[Image point grounding data]
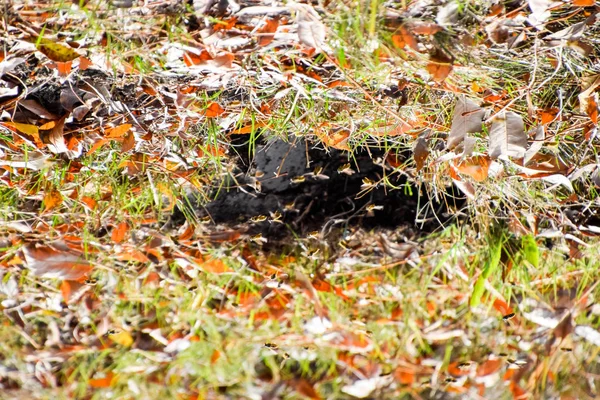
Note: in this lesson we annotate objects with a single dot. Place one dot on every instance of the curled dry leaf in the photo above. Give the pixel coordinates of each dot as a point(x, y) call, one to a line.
point(420, 153)
point(266, 33)
point(311, 31)
point(404, 37)
point(440, 65)
point(476, 167)
point(118, 131)
point(52, 199)
point(56, 138)
point(536, 145)
point(56, 261)
point(56, 52)
point(507, 136)
point(468, 118)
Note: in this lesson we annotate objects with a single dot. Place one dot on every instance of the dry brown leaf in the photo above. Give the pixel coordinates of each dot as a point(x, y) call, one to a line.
point(420, 153)
point(213, 110)
point(267, 32)
point(404, 37)
point(507, 137)
point(56, 51)
point(468, 118)
point(440, 65)
point(592, 107)
point(476, 167)
point(100, 383)
point(119, 232)
point(536, 145)
point(56, 138)
point(56, 261)
point(52, 199)
point(128, 142)
point(424, 28)
point(118, 131)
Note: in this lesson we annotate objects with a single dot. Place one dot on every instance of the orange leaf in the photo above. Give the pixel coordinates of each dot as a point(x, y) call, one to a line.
point(52, 199)
point(119, 232)
point(191, 58)
point(225, 25)
point(128, 142)
point(440, 65)
point(249, 128)
point(476, 167)
point(267, 32)
point(67, 288)
point(502, 307)
point(337, 83)
point(84, 63)
point(89, 202)
point(584, 3)
point(404, 37)
point(425, 28)
point(592, 108)
point(118, 131)
point(97, 145)
point(132, 255)
point(489, 367)
point(105, 382)
point(214, 266)
point(213, 110)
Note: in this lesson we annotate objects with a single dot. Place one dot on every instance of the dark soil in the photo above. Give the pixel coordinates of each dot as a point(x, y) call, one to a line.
point(297, 187)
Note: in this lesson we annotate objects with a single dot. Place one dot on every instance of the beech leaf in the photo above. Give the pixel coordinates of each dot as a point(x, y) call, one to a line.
point(507, 136)
point(468, 118)
point(56, 261)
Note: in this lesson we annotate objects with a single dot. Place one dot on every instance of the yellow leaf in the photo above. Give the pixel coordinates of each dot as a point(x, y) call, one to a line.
point(56, 52)
point(27, 129)
point(123, 338)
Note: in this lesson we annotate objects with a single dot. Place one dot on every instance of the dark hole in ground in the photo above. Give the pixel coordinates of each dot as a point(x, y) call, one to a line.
point(298, 186)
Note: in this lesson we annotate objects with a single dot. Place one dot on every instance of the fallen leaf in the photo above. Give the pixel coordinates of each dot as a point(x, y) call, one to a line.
point(468, 118)
point(507, 137)
point(119, 232)
point(424, 28)
point(56, 261)
point(404, 37)
point(213, 110)
point(52, 199)
point(118, 131)
point(267, 32)
point(440, 65)
point(540, 10)
point(592, 107)
point(128, 142)
point(56, 52)
point(56, 138)
point(27, 129)
point(100, 383)
point(420, 153)
point(311, 31)
point(584, 3)
point(122, 337)
point(476, 167)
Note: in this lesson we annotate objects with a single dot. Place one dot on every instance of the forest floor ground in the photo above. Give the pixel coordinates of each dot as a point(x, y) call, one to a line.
point(326, 200)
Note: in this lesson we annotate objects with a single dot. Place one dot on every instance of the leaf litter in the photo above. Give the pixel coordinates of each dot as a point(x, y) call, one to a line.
point(113, 120)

▶ [How to complete this task]:
Output all the entries above verbatim, please. No images.

▶ [Response]:
Note: in this lesson we annotate objects with a single dot. Place one dot on every instance of the curled dry leaf in the photo above. Give the pixel coordinates of each dot as a point(x, y) call, one to a line.
point(420, 153)
point(266, 33)
point(311, 31)
point(404, 37)
point(440, 65)
point(476, 167)
point(118, 131)
point(52, 199)
point(56, 138)
point(536, 145)
point(56, 261)
point(56, 52)
point(507, 136)
point(468, 118)
Note: in this lesson we annotate objects with a single dot. Place one dot on every instance of the dry brown leaf in the photo above. Give the pixel coordinates of each dot as a point(x, y) call, one to a line.
point(420, 153)
point(213, 110)
point(267, 32)
point(404, 37)
point(507, 137)
point(56, 51)
point(468, 118)
point(440, 65)
point(592, 107)
point(476, 167)
point(100, 383)
point(119, 232)
point(536, 145)
point(56, 138)
point(56, 261)
point(52, 199)
point(128, 142)
point(424, 28)
point(118, 131)
Note: in this lesson we annotate objects with a single dot. Place one dot on every instance of the orange leaf in the photo above. Give the pixel coordinates of each dot as a point(x, y) call, one to a line.
point(52, 199)
point(119, 232)
point(191, 58)
point(225, 25)
point(128, 142)
point(440, 65)
point(249, 128)
point(476, 167)
point(267, 32)
point(67, 288)
point(502, 307)
point(337, 83)
point(84, 63)
point(89, 202)
point(584, 3)
point(404, 37)
point(425, 28)
point(592, 108)
point(118, 131)
point(97, 145)
point(132, 255)
point(489, 367)
point(105, 382)
point(214, 266)
point(213, 110)
Note: in this lesson we annotate objects with a single dot. Place one dot on every instance of the dark soil in the photo above. Give the pixel coordinates of each dot as a point(x, y) call, one to a line.
point(297, 187)
Note: in this lesson we annotate objects with a single dot. Place one dot on every instance of the beech leaf in the photo above. Give the pixel coordinates of each dot as a point(x, y) call, one to a line.
point(507, 136)
point(468, 118)
point(56, 261)
Note: in this lesson we annotate objects with a single dot. Place one dot on every instance of the yellow leaf in the photo above. Give the pixel coordinates of each dot as a point(x, y) call, one to a line.
point(56, 52)
point(27, 129)
point(123, 338)
Note: in this lesson we annotate objects with a single dot. Place one dot on every instance of the dark hole in ground in the photo above. Give the pixel coordinates of each dot as a point(x, y) call, one to a line.
point(298, 186)
Note: in this lesson we annotate objects with a single dot. Place one dot on every instance of the fallen leaf in the photo above. Give the pixel coordinates of each dot as a point(x, y) call, one to a line.
point(468, 118)
point(507, 137)
point(119, 232)
point(424, 28)
point(56, 261)
point(404, 37)
point(213, 110)
point(52, 199)
point(118, 131)
point(267, 32)
point(440, 65)
point(540, 10)
point(592, 107)
point(128, 142)
point(56, 52)
point(56, 138)
point(27, 129)
point(100, 383)
point(420, 153)
point(311, 31)
point(584, 3)
point(122, 337)
point(476, 167)
Note: in this lesson we annotate objects with a single dot. Place one dot on every instance of the forest floor ground in the photo above. Give the pixel coordinates of each dot as a point(x, y) call, one to a line.
point(326, 200)
Note: in this lesson we annotate objects with a single dot. Place one dot on every instance of the leaf litter in the photo above. Give the pixel coordinates of each dot as a point(x, y) call, one to a line.
point(113, 120)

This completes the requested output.